=== Data shown ===

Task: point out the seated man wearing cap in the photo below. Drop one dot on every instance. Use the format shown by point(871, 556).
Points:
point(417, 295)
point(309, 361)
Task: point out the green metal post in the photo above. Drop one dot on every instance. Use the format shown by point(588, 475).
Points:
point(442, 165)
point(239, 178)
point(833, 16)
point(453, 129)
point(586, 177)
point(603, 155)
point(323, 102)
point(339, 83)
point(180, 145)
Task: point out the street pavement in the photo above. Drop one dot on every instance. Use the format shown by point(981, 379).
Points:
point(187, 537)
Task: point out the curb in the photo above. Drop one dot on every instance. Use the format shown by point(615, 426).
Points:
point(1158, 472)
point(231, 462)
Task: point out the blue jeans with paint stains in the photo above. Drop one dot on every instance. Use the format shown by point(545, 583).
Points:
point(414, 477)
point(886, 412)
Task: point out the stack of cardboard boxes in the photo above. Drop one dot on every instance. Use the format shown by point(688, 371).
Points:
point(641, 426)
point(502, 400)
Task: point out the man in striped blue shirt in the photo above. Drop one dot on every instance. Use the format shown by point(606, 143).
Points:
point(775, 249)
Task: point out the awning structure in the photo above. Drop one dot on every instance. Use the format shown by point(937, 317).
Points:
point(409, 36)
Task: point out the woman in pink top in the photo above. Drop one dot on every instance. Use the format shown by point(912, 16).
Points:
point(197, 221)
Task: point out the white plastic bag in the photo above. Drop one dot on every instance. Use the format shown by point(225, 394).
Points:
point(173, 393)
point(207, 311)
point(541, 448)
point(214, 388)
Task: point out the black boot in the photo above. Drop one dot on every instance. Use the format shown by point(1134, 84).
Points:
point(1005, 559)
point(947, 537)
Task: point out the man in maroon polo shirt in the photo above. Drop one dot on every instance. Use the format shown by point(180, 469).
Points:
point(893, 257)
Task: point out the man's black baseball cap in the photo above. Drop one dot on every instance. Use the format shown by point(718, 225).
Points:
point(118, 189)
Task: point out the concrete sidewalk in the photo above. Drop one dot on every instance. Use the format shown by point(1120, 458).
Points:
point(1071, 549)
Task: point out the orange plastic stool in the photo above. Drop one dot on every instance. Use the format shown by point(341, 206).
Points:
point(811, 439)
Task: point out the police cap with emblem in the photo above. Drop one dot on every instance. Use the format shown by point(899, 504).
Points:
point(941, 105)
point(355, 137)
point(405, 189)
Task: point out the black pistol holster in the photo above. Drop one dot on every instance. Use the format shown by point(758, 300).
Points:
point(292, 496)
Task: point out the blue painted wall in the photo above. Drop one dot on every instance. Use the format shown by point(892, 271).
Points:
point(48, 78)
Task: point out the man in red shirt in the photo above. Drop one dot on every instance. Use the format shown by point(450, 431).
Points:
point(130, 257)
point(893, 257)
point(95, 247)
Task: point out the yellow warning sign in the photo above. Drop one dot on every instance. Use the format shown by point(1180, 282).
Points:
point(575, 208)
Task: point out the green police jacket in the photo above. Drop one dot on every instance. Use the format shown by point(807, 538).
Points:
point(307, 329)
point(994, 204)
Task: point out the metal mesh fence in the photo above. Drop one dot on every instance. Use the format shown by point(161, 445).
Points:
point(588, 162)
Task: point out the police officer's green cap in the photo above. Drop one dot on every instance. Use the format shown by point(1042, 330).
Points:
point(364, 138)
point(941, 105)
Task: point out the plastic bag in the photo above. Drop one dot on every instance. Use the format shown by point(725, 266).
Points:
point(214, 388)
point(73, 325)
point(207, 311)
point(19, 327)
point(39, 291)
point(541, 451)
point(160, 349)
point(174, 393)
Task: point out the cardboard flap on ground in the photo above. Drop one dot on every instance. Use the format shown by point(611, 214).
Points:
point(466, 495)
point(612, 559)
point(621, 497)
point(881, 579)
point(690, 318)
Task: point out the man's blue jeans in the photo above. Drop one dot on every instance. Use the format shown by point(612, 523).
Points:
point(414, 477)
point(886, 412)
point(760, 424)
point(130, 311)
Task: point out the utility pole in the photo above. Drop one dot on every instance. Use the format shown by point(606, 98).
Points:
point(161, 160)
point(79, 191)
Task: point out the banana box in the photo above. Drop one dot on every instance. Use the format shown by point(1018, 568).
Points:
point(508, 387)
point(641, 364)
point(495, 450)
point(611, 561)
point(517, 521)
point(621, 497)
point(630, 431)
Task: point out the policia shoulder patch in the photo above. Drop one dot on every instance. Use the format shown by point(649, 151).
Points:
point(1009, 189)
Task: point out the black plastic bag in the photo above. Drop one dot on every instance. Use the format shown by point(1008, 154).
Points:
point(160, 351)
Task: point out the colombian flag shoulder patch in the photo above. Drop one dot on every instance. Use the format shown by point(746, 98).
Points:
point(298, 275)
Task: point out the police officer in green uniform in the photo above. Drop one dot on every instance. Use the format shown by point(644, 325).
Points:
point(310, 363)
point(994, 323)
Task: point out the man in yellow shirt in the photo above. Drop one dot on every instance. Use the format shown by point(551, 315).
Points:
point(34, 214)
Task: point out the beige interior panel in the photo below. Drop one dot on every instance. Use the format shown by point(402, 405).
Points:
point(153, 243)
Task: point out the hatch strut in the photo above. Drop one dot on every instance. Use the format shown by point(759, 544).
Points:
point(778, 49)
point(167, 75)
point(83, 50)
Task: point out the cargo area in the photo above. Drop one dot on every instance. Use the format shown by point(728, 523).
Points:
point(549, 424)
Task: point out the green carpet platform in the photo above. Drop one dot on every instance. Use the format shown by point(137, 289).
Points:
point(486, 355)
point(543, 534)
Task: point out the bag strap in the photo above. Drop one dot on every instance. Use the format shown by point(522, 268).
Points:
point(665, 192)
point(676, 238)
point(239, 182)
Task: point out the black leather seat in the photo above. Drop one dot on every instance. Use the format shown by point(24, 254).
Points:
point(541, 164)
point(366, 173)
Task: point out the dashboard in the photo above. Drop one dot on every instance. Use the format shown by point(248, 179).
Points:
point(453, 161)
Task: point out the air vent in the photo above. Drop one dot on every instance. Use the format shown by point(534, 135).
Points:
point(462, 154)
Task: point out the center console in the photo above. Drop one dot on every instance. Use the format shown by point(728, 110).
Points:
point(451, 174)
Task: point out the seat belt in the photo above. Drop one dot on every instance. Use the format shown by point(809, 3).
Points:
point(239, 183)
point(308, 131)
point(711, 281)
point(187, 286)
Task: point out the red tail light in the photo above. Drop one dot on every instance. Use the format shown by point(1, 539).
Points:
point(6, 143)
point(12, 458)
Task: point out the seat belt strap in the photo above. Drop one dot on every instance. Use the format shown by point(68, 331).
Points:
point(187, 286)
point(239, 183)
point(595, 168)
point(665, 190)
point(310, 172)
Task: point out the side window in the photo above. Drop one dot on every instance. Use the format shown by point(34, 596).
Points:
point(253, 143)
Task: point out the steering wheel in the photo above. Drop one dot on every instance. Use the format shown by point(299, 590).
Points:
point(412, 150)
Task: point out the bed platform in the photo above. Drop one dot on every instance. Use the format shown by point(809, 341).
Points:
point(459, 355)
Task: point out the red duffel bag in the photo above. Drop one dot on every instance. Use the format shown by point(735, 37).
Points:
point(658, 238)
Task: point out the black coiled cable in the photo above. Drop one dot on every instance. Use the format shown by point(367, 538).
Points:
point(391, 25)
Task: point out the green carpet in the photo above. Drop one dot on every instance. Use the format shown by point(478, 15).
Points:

===

Transcribe every one of the records above verbatim, from the first line through the last.

_Solution for this problem_.
Task: point out the seated man wearing cap in the photo below. Drop one dot on every instance. Use the format shown by point(871, 556).
Points:
point(417, 295)
point(309, 361)
Task: point out the green metal post in the photo above. Drop one dot on every instance. Use the format shown by point(588, 475).
Points:
point(442, 165)
point(239, 178)
point(833, 16)
point(453, 129)
point(586, 177)
point(603, 155)
point(323, 102)
point(339, 83)
point(180, 145)
Task: point out the street pavement in the photo above. Drop one dot on every instance. Use the format shown by point(981, 379).
Points:
point(187, 537)
Task: point out the curb in the photo above. Drop one dot on every instance. Use the format shown by point(615, 426).
Points:
point(1158, 472)
point(231, 462)
Task: point out the blue jeans with paint stains in the photo above. Drop one dot on every instance. Use the format shown by point(545, 583).
Points:
point(414, 477)
point(886, 412)
Task: point out the stack of cardboard boxes in the photo above. Drop one dot on every instance. Use the format shown by point(688, 371).
Points:
point(641, 426)
point(502, 400)
Task: point out the man in striped blue shirt in the photo above. Drop one dot on every instance. Use the format shown by point(606, 143).
Points:
point(775, 249)
Task: point out the awning structure in the photo above. Drop one dot on every instance. Use the format shown by point(937, 317).
Points:
point(409, 36)
Task: point out the woman in pink top in the photo above. Drop one dot on every instance. Use the format shown by point(912, 16).
Points:
point(197, 221)
Task: point out the white plastic bag in the photo above. Drop one dot on every instance. Use the format shown by point(225, 394).
Points:
point(173, 393)
point(207, 311)
point(541, 448)
point(214, 388)
Task: point out the black boot in the photo above. Drop one dot on every instance. Use the format shown by point(1134, 84).
Points:
point(1005, 559)
point(947, 537)
Task: point out the man in maroon polo shirt in the photo above. Drop one dot on every instance. Use the format shown by point(180, 469).
Points:
point(893, 257)
Task: point out the man's black baseball cap in the photo above. Drop one dot on every instance. Use the format shown by point(718, 225).
Points:
point(118, 189)
Task: point out the concrete sidewalk in the photo above. Drop one dot on every instance. Use the format shown by point(1120, 458).
Points:
point(1071, 549)
Task: point out the orange plastic stool in the photo above. Drop one dot on every instance. Use the format shown by point(341, 206).
Points:
point(811, 439)
Task: point out the police cap with emblem in the photo above. Drop one dot on every instance. Use the format shown by point(899, 504).
Points:
point(941, 105)
point(355, 137)
point(405, 189)
Task: point out the black pistol holster in the photo above. Drop one dot on every instance. Use the format shown by point(758, 300).
Points:
point(292, 496)
Task: point out the blue painted wall in the photo above. Drop one dot on every instance. Use the format shown by point(892, 271).
Points:
point(48, 78)
Task: point out the man in red shirt in the photo above. Drop one dot on every instance. Use the format shown by point(450, 431).
Points:
point(130, 257)
point(893, 257)
point(95, 247)
Task: point out the yellow warning sign in the photo above. Drop one dot on every instance. Use the format shown by point(1180, 282).
Points:
point(575, 208)
Task: point out the green police jacket in the photo above. Drop one dot on every instance. Use the format shown by point(807, 538).
Points:
point(307, 329)
point(994, 204)
Task: point out the metal mesh fence in the photo above. Drop one dot on every instance. Use the format shown by point(161, 445).
Points:
point(588, 162)
Task: point out the police officer's green cap in the photo above. Drop one dot on every instance. Use the format shown by point(1042, 330).
Points:
point(364, 138)
point(941, 105)
Task: point out the plastic bag in the photo above. Drop one dot on every instance. Use the format shown by point(725, 266).
Points:
point(214, 388)
point(73, 325)
point(207, 311)
point(19, 327)
point(39, 291)
point(541, 451)
point(160, 349)
point(174, 393)
Task: point out the cardboard flap on ground in the photo above. Drop one dot on every instance. Use the format shown by point(611, 214).
Points:
point(466, 495)
point(612, 559)
point(621, 497)
point(881, 579)
point(690, 318)
Task: point out the man's blue jeans in the photo above. Drop one dot on every instance. Use the format shown by point(612, 523).
Points:
point(414, 477)
point(886, 412)
point(760, 424)
point(130, 311)
Task: point out the utility pole in the photo above. Drop one dot on every instance. Use the format shown by point(606, 98).
Points:
point(161, 160)
point(79, 191)
Task: point out the banana box in the photo above. Drop one dot on every instance. Use the format shown by point(1018, 568).
Points:
point(508, 387)
point(641, 364)
point(495, 450)
point(611, 561)
point(517, 521)
point(621, 497)
point(630, 431)
Task: point out the policia shoulder patch in the photo above. Drop one dot on every instance. Use the format shown by point(649, 151).
Points:
point(1009, 189)
Task: point out the black plastic bag in the photo above. Drop one dot on every instance. Use the format shown by point(1008, 154).
Points:
point(160, 351)
Task: point out the colombian flag shoulder patch in the photo above. Drop one dot on every instance. Use the format shown by point(746, 98).
Points:
point(298, 275)
Task: point out the police officer in green uniform in the photo above. Drop one dot on every instance. Use the format shown by point(644, 325).
Points:
point(310, 363)
point(994, 323)
Task: point out the man in yellow shirt in the photo above. Drop one dot on every instance. Use the format shown by point(551, 315).
Points:
point(34, 214)
Task: point out the beige interior panel in the photo below. Drop one dot on every instance. Use the format shown by point(402, 405).
Points:
point(153, 243)
Task: point out the hatch strut in the photo above. Drop one dot on every instance. Use the format shown by point(759, 544).
Points:
point(778, 49)
point(167, 75)
point(83, 50)
Task: point out the cargo area in the photo above. Drop one dot on every instance. Use the format shown by point(728, 523).
Points:
point(549, 424)
Task: point out the green carpet platform in the photo above. Drop one dot on every instance. Use the format shown by point(137, 289).
Points:
point(486, 355)
point(543, 534)
Task: point out the bag strap in the photo above. Drop one dot on every instance. Use the format shown by point(522, 268).
Points:
point(665, 192)
point(676, 238)
point(239, 182)
Task: point out the black leather seat in the photo above. Drop one dot on every instance. Use the format shown by point(24, 254).
Points:
point(541, 164)
point(366, 173)
Task: point out the dashboard in the photo above. Drop one dot on every instance. Use the format shown by point(248, 179).
Points:
point(453, 161)
Task: point out the air vent in the photo above. Drop one dot on every instance. Use the format shown by point(534, 135).
Points:
point(462, 154)
Task: point out the center console in the photo above. Drop one dot on every instance. Use the format shown by point(728, 110).
Points:
point(451, 174)
Task: point out the seat belt in the photo above. Drop one dot on every instance. Use the format shown by point(809, 3).
Points:
point(239, 183)
point(308, 131)
point(711, 281)
point(187, 286)
Task: point out the red tail light in the photo above. Drop one dot on every instance. Use the format shown by point(1, 539).
Points:
point(6, 143)
point(12, 458)
Task: point out the seat belt strap in the photo above. Drop one dot on every instance. Use the format shown by point(68, 331).
Points:
point(187, 286)
point(239, 183)
point(595, 168)
point(665, 190)
point(310, 172)
Task: point out the side window in the photo above. Drop one dot on every instance. Use the format shown by point(34, 596).
Points:
point(253, 143)
Task: point out the steering wheel in the photo above. Drop one dot on every instance. Use the format shown by point(299, 590).
Points:
point(412, 150)
Task: point out the bed platform in the photo above. Drop one dot on every instance. Use the format shown by point(809, 341).
Points:
point(459, 355)
Task: point out the red duffel bag in the photo above. Drop one dot on every instance. Use the format shown by point(735, 37).
Points:
point(658, 238)
Task: point out the black coiled cable in the photo above. Drop one dot on every instance. Use the format shown by point(367, 538).
Points:
point(391, 25)
Task: point out the green carpet in the photo above. Drop one dot on every instance. Use the format shown by point(478, 15).
Points:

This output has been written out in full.